**Data:**
....
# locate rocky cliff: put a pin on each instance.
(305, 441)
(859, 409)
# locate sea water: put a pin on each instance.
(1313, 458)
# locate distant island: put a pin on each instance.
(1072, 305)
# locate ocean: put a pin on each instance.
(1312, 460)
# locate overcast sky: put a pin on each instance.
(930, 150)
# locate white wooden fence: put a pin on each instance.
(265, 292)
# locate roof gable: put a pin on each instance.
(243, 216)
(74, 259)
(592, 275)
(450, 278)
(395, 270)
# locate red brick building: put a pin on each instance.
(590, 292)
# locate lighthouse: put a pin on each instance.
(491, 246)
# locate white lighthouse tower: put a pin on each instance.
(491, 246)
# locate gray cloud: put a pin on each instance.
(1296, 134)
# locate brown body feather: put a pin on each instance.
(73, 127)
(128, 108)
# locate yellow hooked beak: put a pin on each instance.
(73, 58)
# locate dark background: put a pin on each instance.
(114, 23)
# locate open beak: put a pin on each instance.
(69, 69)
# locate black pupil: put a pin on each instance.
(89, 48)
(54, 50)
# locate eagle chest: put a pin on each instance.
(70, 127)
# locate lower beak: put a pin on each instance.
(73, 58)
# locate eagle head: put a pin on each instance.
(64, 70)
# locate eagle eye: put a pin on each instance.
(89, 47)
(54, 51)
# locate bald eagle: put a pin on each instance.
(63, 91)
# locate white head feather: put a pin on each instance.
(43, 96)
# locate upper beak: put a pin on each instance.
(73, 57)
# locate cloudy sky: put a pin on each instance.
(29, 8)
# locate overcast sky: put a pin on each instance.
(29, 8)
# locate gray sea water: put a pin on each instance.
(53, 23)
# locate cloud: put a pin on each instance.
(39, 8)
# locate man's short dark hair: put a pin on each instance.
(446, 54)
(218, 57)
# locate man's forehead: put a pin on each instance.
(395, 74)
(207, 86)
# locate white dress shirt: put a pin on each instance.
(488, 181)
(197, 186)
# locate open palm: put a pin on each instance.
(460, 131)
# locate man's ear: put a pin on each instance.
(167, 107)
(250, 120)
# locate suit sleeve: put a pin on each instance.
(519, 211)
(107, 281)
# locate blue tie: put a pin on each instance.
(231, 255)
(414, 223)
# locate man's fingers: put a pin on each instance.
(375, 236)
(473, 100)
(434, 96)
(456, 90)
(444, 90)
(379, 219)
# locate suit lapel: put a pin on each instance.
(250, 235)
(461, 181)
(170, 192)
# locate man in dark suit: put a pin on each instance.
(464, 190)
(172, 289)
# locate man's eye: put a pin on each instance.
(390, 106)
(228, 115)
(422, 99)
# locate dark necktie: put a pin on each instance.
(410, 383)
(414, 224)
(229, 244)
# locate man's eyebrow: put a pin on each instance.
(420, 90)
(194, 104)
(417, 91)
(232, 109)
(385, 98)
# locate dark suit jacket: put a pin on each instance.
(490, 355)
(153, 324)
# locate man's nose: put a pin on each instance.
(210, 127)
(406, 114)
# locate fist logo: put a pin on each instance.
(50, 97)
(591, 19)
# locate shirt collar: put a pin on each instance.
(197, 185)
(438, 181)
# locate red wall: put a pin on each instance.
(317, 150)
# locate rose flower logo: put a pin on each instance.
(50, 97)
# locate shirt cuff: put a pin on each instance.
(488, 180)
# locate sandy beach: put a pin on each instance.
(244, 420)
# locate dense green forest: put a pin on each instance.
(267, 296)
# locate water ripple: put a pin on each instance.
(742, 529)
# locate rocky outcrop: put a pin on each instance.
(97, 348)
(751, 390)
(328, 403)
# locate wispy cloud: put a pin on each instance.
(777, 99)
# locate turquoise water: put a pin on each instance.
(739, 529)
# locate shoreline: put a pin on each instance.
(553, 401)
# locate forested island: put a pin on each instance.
....
**Exercise details:**
In the records above, retype exactly the lines from the one with "# locate turquoise" through the last one.

**Final answer:**
# locate turquoise water: put a pin on each instance.
(739, 529)
# locate shoreline: put a pin on each instance.
(553, 401)
# locate forested island: put a pin on each instance.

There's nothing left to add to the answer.